• [What this task involves]:
Could you reproduce every record below exactly as it stands?

• [Stored data]:
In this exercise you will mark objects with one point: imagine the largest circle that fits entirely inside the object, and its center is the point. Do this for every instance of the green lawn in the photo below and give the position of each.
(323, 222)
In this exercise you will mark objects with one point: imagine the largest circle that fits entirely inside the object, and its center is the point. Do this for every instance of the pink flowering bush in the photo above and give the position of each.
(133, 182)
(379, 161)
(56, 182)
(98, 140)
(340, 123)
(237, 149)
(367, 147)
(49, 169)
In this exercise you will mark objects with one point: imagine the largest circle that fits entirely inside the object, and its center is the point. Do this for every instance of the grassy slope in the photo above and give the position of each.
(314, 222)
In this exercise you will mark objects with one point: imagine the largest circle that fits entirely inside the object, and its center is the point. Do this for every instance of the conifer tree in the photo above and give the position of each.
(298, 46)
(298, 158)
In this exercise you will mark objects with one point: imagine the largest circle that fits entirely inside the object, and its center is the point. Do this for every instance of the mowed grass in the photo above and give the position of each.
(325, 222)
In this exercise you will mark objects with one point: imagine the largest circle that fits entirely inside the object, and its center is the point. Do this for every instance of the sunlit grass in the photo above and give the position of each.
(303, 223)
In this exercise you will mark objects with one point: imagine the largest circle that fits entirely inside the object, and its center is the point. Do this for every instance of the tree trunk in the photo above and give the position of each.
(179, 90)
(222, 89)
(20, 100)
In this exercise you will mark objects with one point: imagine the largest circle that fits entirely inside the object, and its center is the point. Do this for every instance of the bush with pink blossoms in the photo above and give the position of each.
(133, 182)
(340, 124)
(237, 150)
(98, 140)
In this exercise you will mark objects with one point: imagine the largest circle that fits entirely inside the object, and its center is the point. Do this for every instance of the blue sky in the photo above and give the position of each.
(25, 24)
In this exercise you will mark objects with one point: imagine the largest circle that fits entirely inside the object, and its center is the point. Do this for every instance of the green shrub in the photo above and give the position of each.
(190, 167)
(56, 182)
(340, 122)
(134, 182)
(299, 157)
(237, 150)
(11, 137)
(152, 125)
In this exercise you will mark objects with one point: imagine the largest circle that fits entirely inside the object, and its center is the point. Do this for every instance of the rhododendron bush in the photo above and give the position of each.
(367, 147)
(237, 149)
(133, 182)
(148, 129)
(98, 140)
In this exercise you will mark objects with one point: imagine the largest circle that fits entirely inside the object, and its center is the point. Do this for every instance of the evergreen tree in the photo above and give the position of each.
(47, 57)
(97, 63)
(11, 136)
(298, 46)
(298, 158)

• [Solution to the exercise]:
In this exercise you will mark objects with one point: imagine the largest circle that fits entirely inside the object, and its center is the point. Do this for every instance of the green lawn in the photo below and give the position of each.
(323, 222)
In this exercise you will mark objects with one point: imagine the largest circle that fits entirely inside the object, and its center is the point. Do this for every instance of the pink flowering bush in the photo above and give the position of each.
(133, 182)
(379, 161)
(56, 182)
(98, 140)
(340, 123)
(237, 149)
(367, 147)
(49, 169)
In this exercise you will mark objects with one point: imagine the largest circle that fits entirely inside the object, and its center is the point. Do this for every instance of the grassy slope in the photo above and give the position of each.
(314, 222)
In this exercise you will mark objects with one point: imagine the largest circle that fits entirely inside the object, and its center is the point. Do this for every instance of the conifer tree in the photo above and give the position of each.
(298, 46)
(298, 158)
In this exercise you will mark objects with one point: imagine the largest circle that fits entirely inside the object, and its center is the point. Do this for every instance of the mowed grass in the photo above and give the position of each.
(325, 222)
In this exercise you will mark objects with one point: imagine the largest circle that fits entirely inside the object, and its center is the point. Do this for every instance of the sunlit grass in the photo above and give the position of each.
(303, 223)
In this exercise you will mark objects with one point: imagine the largest circle that fits entirely inside the object, and its center is the point. Do this for every instance of the tree trunk in the photo above and give the position of each.
(179, 90)
(222, 89)
(20, 100)
In this exercise you will mark objects with one point: imagine the largest circle that fits entirely inside the object, and its center is the point. Do this for every instance of the bush with pink blossoms in the photo above and give the position of each.
(133, 182)
(340, 124)
(237, 150)
(98, 140)
In this exercise you will mark objects with one point: imagine the largest circle that fits entirely inside the object, and its center is the point. Do this for every instance of the blue sky in the photo above and give the position of each.
(25, 24)
In this exercise you will mark objects with one point: imagine the largest circle that fits entirely inside the object, and its center is the point. Do this for every instance of the green shrub in the photo above and give the position of each.
(190, 167)
(56, 182)
(340, 122)
(134, 182)
(299, 157)
(237, 150)
(11, 137)
(152, 125)
In this exercise you will mark objects with one point: imagine the largest circle that fits entirely inside the object, and its center is the point. Do this for every instance of the rhododendron bush in the photo above and give the position of each.
(367, 147)
(237, 149)
(133, 182)
(148, 129)
(98, 140)
In this exercise you will mark objects with one point: imagine the largest circle that fits entirely inside the object, and its center is the point. Do this for every instance of the evergreen tree in the photo above and give the position of each.
(47, 57)
(97, 63)
(11, 136)
(298, 46)
(298, 158)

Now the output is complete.